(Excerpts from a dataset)
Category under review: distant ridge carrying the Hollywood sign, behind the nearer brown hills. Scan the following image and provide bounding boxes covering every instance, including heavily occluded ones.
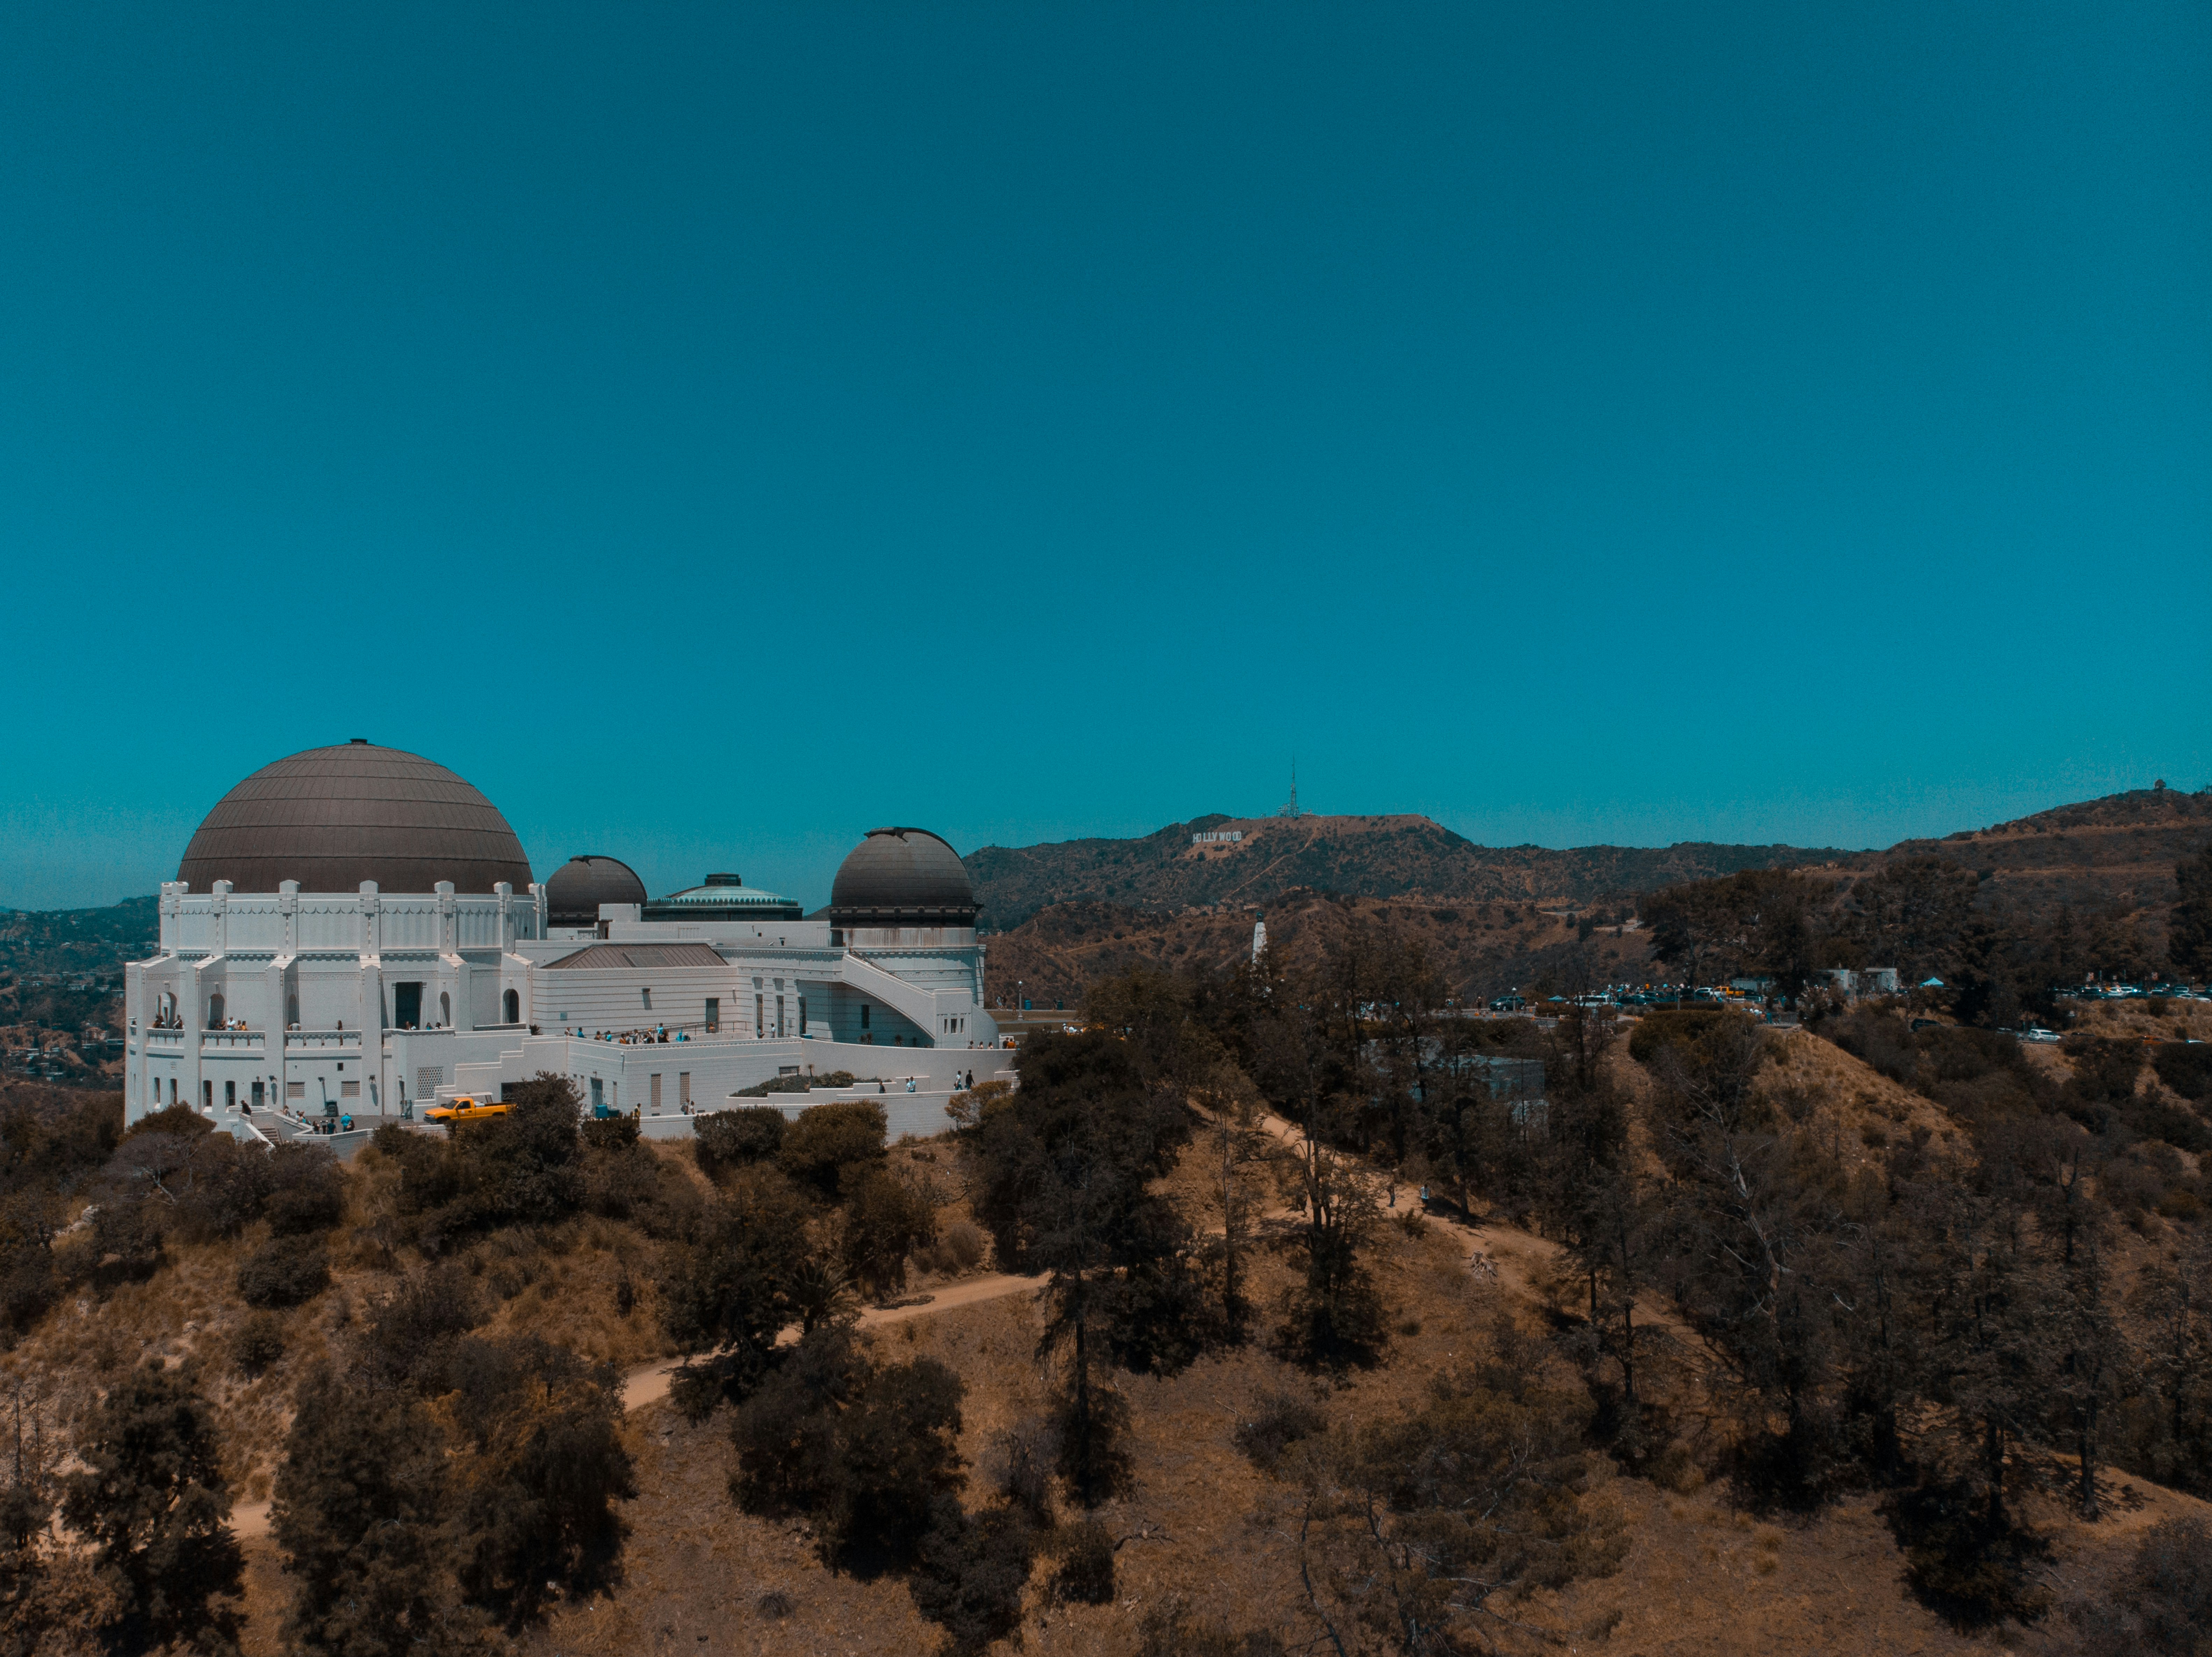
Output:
[962,814,1856,931]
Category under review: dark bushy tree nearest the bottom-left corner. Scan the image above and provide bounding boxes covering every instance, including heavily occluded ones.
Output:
[62,1363,245,1652]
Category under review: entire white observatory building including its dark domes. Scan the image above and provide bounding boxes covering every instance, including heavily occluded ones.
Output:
[124,739,1013,1135]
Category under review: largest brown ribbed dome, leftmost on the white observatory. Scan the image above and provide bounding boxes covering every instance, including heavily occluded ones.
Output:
[177,741,531,891]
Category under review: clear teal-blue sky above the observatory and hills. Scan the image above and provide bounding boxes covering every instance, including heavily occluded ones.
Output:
[0,0,2212,907]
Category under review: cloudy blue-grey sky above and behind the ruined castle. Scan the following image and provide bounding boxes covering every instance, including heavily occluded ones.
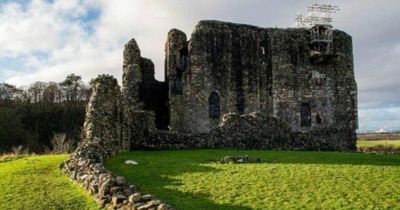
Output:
[0,0,400,131]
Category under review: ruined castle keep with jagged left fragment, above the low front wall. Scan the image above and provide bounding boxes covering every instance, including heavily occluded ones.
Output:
[122,21,357,150]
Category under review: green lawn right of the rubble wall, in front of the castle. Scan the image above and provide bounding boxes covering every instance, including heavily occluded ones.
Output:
[106,150,400,210]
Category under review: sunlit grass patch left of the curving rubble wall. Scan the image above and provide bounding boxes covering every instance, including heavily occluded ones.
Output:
[0,155,98,210]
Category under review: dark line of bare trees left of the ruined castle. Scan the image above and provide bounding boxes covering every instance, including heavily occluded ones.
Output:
[0,74,91,153]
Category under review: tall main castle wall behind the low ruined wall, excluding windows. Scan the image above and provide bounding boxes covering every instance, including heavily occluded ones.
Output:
[170,21,357,142]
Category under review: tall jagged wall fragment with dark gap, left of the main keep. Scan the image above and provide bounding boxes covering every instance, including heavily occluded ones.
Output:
[122,39,169,147]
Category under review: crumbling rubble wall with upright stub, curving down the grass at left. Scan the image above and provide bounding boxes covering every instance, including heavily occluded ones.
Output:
[61,75,171,210]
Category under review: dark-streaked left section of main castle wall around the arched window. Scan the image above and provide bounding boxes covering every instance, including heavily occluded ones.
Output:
[180,21,272,132]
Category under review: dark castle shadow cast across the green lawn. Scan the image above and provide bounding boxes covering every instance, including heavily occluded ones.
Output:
[106,150,400,210]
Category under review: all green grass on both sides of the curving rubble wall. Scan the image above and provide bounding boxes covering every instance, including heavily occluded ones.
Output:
[0,140,400,210]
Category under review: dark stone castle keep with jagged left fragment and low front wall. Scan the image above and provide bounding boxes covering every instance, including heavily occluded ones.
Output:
[118,21,357,150]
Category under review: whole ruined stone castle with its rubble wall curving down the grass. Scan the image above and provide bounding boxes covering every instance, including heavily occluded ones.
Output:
[61,21,357,210]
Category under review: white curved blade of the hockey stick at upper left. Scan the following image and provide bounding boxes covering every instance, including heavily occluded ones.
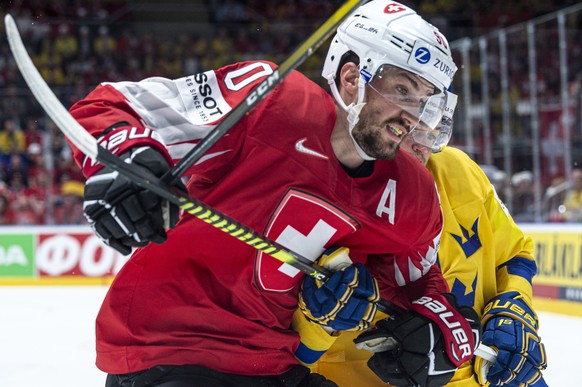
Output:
[4,14,98,159]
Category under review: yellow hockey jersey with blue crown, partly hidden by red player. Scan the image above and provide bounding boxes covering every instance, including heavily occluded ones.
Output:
[310,147,536,387]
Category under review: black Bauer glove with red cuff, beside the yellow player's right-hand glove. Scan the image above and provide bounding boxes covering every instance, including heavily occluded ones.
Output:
[354,294,481,387]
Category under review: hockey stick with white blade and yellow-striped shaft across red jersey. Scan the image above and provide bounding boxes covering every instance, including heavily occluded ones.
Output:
[4,14,495,362]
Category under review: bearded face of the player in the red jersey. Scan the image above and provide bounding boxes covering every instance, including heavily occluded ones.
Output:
[352,66,435,160]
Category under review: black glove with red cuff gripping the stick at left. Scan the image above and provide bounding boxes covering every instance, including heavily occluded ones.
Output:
[83,127,186,255]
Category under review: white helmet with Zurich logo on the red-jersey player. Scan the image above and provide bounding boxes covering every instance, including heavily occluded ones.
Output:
[322,0,457,91]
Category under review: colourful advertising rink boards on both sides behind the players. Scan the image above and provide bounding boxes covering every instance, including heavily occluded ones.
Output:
[0,224,582,316]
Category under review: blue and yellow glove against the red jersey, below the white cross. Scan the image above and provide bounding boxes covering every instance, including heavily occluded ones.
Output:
[299,247,380,331]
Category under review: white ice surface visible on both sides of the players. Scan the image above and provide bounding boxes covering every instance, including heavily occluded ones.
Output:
[0,286,582,387]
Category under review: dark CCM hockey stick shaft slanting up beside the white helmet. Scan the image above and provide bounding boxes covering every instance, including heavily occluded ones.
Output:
[162,0,364,185]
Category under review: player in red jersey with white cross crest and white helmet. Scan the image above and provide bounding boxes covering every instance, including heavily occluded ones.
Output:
[70,0,476,387]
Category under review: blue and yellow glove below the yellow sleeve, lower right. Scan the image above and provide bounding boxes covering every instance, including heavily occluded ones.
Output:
[475,292,547,387]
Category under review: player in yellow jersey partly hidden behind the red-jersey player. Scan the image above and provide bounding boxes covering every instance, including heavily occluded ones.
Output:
[294,110,547,387]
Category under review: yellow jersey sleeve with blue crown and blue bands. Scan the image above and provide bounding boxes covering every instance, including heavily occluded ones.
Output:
[427,147,536,314]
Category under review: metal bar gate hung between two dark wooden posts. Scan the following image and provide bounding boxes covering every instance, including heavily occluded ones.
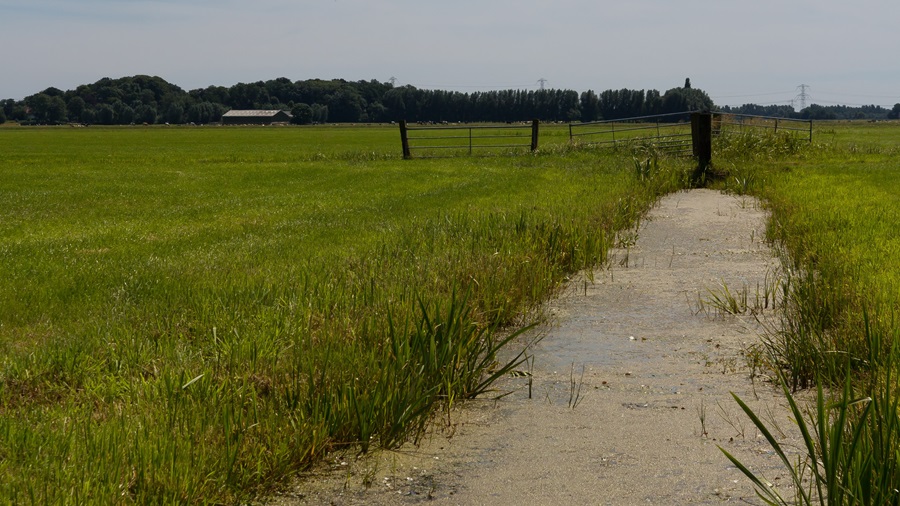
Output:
[400,120,539,158]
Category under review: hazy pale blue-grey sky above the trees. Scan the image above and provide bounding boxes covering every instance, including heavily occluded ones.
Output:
[0,0,900,109]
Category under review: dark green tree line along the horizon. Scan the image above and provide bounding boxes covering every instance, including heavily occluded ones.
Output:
[0,75,900,125]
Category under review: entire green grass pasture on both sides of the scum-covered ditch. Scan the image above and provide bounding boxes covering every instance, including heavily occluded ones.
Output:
[0,122,900,504]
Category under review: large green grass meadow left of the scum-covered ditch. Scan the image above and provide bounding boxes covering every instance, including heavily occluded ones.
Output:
[0,127,690,504]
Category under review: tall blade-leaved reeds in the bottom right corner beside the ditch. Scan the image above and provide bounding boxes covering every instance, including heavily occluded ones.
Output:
[722,322,900,505]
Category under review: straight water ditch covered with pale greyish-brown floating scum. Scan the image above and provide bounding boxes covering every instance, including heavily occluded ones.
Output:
[275,190,789,506]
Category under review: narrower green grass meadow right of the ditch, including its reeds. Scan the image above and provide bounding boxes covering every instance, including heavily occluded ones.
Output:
[719,123,900,505]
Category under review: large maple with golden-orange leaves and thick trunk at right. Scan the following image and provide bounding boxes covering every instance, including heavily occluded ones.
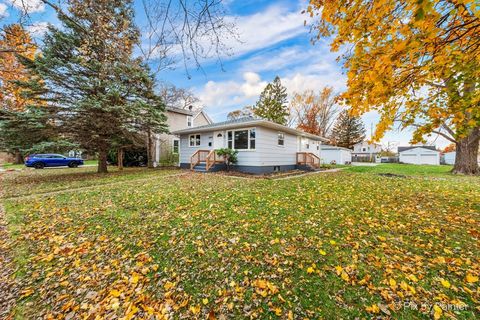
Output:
[307,0,480,174]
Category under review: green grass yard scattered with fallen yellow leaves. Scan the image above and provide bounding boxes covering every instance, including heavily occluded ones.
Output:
[0,165,480,319]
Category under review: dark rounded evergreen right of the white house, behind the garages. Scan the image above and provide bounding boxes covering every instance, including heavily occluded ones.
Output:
[330,110,365,149]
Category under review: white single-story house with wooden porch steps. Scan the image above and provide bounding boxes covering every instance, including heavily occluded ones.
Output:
[173,117,327,174]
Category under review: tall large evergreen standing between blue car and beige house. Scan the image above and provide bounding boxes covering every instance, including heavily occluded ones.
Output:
[26,0,165,172]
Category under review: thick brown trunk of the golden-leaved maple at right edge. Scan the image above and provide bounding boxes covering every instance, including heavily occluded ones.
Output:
[452,128,480,175]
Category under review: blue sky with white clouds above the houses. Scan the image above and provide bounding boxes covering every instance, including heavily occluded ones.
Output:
[0,0,448,147]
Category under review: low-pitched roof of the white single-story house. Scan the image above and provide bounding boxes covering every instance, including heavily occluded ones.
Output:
[172,116,327,141]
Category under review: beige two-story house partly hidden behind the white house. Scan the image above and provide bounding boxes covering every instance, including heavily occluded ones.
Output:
[154,107,212,166]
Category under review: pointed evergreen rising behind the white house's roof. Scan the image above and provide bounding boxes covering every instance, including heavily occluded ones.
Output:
[253,76,290,125]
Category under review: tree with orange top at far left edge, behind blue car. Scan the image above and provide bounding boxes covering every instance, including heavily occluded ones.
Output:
[0,24,52,164]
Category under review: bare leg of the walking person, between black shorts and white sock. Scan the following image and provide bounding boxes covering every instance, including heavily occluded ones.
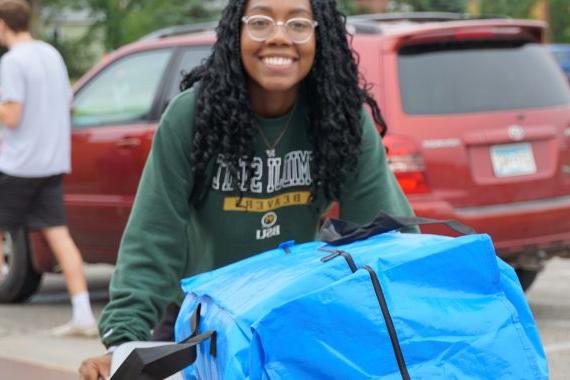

* What you need to do *
Within the data above, how many lines include the string "stone"? Answer with the number by itself.

* Exercise result *
2